[Instruction]: Find each line in the rows below that contains the word "banner", and copy those lines out.

[Dataset]:
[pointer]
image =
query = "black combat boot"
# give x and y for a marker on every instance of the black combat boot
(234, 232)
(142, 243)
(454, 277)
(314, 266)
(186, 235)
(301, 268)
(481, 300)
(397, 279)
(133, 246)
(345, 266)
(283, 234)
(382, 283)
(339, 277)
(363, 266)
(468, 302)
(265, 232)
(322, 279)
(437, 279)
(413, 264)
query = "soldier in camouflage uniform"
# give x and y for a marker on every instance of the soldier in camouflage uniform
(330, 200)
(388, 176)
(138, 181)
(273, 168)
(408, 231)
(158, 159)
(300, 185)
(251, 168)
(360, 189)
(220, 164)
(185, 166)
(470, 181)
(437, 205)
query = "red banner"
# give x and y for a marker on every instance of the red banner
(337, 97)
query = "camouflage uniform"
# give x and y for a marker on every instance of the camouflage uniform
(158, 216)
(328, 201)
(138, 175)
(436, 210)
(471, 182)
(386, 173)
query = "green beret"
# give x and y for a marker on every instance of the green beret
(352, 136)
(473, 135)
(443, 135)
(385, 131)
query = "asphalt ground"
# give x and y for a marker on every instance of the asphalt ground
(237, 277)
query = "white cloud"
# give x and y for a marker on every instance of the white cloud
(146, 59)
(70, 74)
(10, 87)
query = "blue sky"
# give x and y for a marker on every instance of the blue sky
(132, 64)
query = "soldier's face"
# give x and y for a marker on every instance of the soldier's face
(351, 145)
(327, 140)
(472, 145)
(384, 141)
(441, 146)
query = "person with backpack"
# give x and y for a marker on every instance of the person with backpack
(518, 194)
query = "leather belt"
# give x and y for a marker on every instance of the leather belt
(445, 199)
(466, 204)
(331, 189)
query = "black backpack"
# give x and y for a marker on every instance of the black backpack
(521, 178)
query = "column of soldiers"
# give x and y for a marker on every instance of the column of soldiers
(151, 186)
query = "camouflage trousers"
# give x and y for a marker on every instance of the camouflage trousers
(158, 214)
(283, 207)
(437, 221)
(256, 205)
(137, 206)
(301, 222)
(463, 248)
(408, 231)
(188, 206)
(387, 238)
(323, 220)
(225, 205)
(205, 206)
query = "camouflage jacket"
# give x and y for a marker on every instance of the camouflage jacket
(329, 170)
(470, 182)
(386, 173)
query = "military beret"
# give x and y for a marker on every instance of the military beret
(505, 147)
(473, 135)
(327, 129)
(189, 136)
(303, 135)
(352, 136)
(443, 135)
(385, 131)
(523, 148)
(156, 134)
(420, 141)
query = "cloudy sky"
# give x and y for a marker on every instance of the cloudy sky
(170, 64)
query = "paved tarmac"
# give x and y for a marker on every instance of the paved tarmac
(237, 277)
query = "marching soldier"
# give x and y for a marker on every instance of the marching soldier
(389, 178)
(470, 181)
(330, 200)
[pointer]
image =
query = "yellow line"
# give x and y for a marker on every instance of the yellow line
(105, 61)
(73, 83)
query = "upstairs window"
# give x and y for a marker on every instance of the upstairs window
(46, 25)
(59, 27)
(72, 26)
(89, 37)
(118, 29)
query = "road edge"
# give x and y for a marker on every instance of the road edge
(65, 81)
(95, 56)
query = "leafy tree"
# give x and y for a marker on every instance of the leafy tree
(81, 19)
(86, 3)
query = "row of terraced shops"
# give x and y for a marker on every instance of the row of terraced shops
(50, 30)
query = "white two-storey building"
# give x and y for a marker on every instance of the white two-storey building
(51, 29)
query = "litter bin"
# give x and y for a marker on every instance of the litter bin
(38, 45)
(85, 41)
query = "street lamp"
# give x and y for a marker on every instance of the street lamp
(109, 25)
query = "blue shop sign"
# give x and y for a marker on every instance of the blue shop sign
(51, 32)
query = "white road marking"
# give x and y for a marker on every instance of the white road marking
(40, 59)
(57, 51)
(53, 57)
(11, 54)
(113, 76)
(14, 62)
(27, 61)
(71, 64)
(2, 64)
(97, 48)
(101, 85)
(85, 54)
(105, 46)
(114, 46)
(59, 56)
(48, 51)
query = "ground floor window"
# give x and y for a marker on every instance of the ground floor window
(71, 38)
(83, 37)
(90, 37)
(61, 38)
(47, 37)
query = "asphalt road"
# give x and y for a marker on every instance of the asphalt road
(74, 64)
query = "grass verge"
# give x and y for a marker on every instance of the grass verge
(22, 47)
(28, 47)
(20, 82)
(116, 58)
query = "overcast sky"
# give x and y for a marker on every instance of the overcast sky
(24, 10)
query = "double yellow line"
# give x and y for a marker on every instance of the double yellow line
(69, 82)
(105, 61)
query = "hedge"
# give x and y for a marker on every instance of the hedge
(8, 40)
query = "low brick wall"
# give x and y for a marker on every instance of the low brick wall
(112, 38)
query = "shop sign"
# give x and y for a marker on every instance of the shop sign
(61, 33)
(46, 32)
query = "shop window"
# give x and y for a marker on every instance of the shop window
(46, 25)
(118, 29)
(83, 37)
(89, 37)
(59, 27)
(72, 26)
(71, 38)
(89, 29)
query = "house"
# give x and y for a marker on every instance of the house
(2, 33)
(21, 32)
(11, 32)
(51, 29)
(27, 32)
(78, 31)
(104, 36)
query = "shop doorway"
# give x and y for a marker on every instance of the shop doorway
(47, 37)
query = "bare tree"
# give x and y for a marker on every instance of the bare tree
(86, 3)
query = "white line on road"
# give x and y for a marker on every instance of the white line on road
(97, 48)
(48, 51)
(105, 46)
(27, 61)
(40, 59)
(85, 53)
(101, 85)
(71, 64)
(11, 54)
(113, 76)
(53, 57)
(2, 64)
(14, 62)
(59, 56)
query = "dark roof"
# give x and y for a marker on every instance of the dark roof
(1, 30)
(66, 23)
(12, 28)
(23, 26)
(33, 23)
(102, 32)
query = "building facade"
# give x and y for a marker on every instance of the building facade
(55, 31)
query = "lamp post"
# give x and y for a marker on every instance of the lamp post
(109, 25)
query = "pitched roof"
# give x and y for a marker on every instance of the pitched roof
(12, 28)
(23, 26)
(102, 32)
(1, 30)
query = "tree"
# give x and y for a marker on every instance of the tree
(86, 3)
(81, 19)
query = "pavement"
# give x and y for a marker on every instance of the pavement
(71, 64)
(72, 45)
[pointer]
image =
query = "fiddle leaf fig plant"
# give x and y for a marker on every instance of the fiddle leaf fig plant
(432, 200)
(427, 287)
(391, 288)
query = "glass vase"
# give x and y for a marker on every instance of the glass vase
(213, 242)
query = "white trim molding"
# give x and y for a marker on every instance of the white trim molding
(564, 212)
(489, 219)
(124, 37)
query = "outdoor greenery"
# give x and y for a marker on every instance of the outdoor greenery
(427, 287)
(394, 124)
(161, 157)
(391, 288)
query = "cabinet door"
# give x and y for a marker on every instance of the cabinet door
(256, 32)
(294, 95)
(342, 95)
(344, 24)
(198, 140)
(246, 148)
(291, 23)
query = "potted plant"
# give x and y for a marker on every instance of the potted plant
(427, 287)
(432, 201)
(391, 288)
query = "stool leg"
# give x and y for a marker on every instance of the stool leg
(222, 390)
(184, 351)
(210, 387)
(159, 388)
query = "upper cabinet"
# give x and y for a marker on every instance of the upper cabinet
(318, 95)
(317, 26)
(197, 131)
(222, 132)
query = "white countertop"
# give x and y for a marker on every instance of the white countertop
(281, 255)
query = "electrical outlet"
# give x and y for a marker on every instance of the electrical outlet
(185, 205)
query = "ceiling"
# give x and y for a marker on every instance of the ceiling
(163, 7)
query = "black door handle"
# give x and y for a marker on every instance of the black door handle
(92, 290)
...
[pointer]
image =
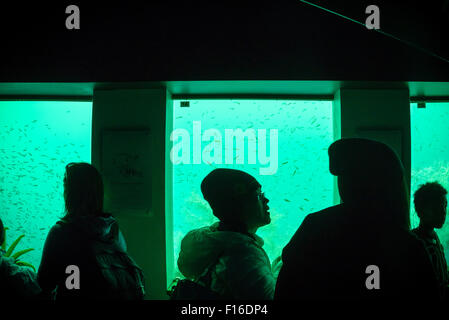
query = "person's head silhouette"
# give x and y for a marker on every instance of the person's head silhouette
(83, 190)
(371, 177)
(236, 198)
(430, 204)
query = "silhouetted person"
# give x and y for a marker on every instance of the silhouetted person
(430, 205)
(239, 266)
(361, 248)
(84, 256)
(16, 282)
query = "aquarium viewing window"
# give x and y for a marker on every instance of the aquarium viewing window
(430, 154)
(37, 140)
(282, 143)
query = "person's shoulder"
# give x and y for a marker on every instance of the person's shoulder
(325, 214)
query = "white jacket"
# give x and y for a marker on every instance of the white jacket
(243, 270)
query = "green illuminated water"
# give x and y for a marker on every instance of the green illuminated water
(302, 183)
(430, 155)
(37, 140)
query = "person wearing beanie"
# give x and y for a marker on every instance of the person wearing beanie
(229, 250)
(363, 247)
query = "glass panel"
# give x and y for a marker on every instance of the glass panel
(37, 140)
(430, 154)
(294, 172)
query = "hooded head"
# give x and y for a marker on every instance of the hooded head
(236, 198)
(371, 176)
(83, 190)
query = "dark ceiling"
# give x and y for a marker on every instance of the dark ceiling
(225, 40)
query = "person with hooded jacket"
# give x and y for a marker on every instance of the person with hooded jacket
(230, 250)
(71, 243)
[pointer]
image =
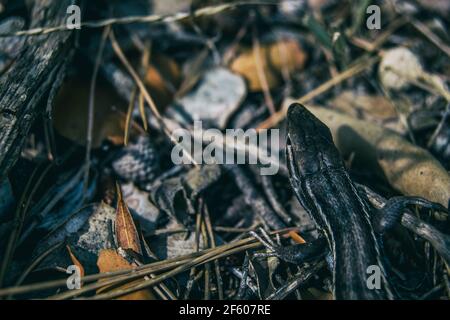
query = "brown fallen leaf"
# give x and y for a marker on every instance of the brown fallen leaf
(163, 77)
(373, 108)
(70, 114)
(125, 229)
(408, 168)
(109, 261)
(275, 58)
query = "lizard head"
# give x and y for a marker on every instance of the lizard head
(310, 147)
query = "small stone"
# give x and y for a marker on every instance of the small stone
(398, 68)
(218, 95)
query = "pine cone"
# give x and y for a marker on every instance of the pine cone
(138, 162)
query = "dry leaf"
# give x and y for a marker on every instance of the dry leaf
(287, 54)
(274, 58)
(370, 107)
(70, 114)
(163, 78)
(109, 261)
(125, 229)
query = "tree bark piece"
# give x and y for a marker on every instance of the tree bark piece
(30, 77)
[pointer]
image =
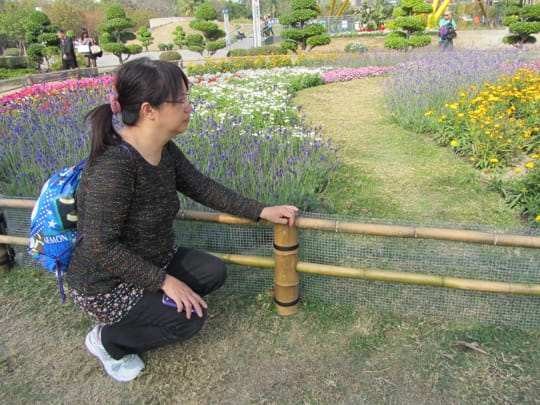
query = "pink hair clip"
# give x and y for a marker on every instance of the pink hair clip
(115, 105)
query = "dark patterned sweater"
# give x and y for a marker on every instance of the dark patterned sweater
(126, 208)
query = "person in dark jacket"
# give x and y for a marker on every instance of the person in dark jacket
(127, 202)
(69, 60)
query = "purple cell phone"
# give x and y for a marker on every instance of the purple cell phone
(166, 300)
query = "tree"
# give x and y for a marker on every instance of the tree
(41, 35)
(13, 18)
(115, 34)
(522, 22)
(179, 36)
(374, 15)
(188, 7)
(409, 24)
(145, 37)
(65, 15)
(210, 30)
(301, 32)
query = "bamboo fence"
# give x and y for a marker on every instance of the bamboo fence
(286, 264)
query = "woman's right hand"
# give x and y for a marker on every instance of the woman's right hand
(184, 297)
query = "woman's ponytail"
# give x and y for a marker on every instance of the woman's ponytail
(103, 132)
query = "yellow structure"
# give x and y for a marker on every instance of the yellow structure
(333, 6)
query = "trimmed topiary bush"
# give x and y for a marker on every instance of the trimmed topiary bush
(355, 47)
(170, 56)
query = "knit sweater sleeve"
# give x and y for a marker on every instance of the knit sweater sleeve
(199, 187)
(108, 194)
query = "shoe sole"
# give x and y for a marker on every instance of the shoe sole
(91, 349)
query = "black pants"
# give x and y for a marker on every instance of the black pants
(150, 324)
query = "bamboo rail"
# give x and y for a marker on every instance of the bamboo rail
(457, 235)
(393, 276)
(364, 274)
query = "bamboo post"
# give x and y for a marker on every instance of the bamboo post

[Response to the task]:
query = "red banner"
# give x and y for a marker on every instance of the red banner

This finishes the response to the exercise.